> Passage:
______

Hadoop was conceived, developed, and abandoned within a decade as hardware evolved out from under it. So it might seem incredible that software could last fifty years without significant change, and that a design conceived in the era of mainframes and green-screen monitors could still be with us today. Yet that’s exactly what we see with relational databases.
The Uncanny Persistence Of RDMBS
In particular, the persistence is with the Relational Database Management System, or RDBMS for short. By technological standards, RDBMS design is quite old, much older than Hadoop, originating in the 1970s and 1980s. The relational database predates the Internet. It comes from a time before widespread networking, before cheap storage, before the ability to spread workloads across multiple machines, before widespread use of virtual machines, and before the cloud.
To put the age of RDBMS in perspective, the popular open source Postgres is older than the CD-ROM, originally released in 1995. And Postgres is built on top of a project that started in 1986, roughly. So this design is really old. The ideas behind it made sense at the time, but many things have changed since then, including the hardware, the use cases and the very topology of the network,
Here again, the core design of RDBMS assumes that throughput is low, RAM is expensive, and large disks are cost-prohibitive and slow.
Given those factors, RDBMs designers came to certain conclusions. They decided storage and compute should be concentrated in one place with specialized hardware and a great deal of RAM. They also realized it would be more efficient for the client to communicate with a remote server than to store and process results locally.

______

> Entries:
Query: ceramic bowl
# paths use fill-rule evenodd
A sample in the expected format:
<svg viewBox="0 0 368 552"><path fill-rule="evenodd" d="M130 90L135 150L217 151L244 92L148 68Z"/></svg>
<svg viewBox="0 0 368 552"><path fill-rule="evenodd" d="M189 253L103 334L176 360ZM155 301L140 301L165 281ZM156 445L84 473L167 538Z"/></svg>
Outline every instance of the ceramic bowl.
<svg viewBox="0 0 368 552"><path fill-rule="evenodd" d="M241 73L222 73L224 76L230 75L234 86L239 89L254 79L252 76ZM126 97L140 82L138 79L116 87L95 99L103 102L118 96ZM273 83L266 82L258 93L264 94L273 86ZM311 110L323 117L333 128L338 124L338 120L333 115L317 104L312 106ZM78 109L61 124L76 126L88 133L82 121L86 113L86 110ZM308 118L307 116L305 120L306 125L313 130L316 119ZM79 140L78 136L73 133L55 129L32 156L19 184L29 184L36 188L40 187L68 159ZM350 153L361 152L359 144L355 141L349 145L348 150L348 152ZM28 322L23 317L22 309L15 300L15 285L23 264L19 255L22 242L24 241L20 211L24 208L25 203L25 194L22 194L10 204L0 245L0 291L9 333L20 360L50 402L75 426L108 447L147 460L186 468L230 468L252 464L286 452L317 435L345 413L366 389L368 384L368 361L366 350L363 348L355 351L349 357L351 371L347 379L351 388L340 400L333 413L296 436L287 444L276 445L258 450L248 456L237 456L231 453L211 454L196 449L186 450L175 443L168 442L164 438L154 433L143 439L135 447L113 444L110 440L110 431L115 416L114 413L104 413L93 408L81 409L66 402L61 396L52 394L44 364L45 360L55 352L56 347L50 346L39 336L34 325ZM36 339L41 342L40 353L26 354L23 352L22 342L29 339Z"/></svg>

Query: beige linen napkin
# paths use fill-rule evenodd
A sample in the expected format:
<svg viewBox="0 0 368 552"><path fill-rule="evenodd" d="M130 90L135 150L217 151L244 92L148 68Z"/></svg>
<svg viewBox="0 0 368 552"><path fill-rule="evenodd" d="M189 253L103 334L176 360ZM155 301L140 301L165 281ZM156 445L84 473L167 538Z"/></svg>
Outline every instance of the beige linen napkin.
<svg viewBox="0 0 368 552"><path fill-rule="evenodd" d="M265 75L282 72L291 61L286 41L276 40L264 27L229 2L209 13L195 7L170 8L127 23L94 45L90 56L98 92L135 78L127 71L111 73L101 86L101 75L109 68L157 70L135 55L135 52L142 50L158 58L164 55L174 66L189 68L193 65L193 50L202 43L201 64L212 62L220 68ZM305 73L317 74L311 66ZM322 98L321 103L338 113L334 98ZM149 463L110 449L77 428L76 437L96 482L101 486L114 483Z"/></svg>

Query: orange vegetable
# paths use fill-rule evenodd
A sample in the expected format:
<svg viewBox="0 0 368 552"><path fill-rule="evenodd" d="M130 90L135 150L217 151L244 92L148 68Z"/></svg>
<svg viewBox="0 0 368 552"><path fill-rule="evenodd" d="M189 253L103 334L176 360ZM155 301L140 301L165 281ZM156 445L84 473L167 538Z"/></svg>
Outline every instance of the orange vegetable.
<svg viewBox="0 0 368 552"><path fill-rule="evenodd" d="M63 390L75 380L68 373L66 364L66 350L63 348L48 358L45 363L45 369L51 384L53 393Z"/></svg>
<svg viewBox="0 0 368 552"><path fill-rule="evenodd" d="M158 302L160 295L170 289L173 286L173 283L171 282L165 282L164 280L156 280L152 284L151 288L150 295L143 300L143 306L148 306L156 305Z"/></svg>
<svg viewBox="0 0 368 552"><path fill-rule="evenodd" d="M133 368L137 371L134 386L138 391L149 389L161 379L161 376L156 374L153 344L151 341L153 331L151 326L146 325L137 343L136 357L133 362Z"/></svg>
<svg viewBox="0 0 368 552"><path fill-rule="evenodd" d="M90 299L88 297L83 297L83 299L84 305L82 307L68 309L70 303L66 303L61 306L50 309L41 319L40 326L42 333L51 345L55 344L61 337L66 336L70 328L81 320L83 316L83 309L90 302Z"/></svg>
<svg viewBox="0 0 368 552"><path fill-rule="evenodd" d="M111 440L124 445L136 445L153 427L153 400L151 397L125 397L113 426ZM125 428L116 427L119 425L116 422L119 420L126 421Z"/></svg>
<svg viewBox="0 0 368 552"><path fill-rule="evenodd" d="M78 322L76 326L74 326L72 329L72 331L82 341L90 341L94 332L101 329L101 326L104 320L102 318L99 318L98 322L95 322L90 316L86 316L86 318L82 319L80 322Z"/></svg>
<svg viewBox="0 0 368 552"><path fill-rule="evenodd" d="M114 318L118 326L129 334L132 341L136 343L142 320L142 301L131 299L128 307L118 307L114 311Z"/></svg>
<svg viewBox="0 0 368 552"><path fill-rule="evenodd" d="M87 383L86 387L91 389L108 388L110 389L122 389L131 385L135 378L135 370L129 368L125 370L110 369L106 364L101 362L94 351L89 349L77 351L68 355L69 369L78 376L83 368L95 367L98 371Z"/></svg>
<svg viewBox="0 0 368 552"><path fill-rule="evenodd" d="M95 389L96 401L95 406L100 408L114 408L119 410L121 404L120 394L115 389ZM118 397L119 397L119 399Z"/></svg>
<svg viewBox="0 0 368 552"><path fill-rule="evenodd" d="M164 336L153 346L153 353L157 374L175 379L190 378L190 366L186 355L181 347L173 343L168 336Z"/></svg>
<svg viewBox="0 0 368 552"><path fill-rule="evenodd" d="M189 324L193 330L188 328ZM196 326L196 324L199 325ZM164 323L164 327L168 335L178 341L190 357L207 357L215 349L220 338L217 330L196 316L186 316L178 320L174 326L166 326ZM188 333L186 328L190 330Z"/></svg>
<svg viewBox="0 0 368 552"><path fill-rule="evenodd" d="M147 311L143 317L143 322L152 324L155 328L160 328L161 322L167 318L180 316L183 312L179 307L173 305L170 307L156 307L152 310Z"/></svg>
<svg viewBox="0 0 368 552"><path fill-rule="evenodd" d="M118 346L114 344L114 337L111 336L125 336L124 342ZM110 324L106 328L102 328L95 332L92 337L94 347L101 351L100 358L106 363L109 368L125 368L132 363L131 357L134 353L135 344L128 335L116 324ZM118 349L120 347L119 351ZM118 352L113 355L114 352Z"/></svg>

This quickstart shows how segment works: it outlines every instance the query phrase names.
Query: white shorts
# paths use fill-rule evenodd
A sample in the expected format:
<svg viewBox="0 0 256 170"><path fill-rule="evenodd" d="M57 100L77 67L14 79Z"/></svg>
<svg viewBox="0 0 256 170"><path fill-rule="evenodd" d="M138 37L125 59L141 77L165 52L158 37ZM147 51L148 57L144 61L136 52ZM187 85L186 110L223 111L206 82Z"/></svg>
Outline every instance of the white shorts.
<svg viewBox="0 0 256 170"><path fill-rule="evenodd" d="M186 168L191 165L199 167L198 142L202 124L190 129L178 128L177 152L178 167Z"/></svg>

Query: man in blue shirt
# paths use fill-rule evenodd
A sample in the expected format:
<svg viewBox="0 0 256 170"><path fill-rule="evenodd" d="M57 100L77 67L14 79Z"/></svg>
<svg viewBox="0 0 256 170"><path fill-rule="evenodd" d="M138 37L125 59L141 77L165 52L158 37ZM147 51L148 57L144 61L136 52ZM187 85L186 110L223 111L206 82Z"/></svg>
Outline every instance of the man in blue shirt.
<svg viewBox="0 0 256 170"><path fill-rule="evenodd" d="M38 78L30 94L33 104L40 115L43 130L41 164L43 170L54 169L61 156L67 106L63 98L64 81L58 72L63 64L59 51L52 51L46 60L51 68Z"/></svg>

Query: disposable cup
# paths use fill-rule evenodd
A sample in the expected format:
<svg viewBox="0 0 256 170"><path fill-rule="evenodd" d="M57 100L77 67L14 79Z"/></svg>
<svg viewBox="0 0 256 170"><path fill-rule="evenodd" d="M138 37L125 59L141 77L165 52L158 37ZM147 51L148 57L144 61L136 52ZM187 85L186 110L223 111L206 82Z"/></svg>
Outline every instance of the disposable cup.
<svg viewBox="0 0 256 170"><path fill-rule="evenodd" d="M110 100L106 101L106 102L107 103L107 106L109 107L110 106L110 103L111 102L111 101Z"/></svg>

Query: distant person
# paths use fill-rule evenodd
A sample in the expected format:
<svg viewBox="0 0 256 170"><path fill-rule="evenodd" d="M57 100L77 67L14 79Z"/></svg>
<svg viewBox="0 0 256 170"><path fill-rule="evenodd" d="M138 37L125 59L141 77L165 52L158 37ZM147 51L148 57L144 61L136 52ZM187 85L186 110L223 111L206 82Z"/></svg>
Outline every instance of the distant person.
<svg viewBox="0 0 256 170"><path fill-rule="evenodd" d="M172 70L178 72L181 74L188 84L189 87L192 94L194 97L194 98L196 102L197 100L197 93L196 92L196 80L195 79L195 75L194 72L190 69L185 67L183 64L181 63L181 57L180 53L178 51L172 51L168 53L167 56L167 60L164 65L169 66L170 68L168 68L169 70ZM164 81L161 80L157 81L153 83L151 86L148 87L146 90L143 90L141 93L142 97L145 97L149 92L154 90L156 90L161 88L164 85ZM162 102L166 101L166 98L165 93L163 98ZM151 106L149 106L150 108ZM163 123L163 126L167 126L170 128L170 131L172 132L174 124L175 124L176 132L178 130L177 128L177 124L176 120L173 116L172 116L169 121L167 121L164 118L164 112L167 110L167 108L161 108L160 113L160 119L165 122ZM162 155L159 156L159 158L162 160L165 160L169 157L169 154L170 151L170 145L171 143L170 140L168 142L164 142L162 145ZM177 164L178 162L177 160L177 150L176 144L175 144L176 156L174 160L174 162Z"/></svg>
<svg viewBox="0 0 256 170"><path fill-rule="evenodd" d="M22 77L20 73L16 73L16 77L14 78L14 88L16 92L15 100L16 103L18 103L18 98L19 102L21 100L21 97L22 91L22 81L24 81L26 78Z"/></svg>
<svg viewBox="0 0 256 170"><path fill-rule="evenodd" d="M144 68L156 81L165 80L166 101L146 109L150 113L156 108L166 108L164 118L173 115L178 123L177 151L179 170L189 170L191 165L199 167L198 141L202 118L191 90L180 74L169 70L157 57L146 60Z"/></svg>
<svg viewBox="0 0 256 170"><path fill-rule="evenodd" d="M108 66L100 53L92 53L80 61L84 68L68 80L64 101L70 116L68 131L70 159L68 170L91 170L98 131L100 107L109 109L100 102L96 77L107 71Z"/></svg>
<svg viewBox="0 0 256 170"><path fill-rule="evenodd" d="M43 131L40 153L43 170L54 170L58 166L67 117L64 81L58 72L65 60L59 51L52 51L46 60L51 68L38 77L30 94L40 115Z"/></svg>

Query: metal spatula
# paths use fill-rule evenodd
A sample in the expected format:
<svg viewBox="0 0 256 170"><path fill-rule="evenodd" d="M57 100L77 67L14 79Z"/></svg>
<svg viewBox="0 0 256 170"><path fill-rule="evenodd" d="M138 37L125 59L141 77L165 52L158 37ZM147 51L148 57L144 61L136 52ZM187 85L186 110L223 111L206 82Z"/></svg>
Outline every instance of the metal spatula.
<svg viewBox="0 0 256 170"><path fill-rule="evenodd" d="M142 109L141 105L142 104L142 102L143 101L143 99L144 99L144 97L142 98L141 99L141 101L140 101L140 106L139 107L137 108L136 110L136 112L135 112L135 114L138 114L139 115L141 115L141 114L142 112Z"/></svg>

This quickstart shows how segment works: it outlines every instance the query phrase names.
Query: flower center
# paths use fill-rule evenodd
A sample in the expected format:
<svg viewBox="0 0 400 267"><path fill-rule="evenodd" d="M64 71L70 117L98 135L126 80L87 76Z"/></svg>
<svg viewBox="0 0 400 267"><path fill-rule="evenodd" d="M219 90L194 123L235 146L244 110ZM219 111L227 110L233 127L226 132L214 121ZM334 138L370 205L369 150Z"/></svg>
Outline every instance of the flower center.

______

> Short exercise: Can you copy, word for word, the part of the relational database passage above starting at "Hadoop was conceived, developed, and" and ending at "with relational databases."?

> Result:
Hadoop was conceived, developed, and abandoned within a decade as hardware evolved out from under it. So it might seem incredible that software could last fifty years without significant change, and that a design conceived in the era of mainframes and green-screen monitors could still be with us today. Yet that’s exactly what we see with relational databases.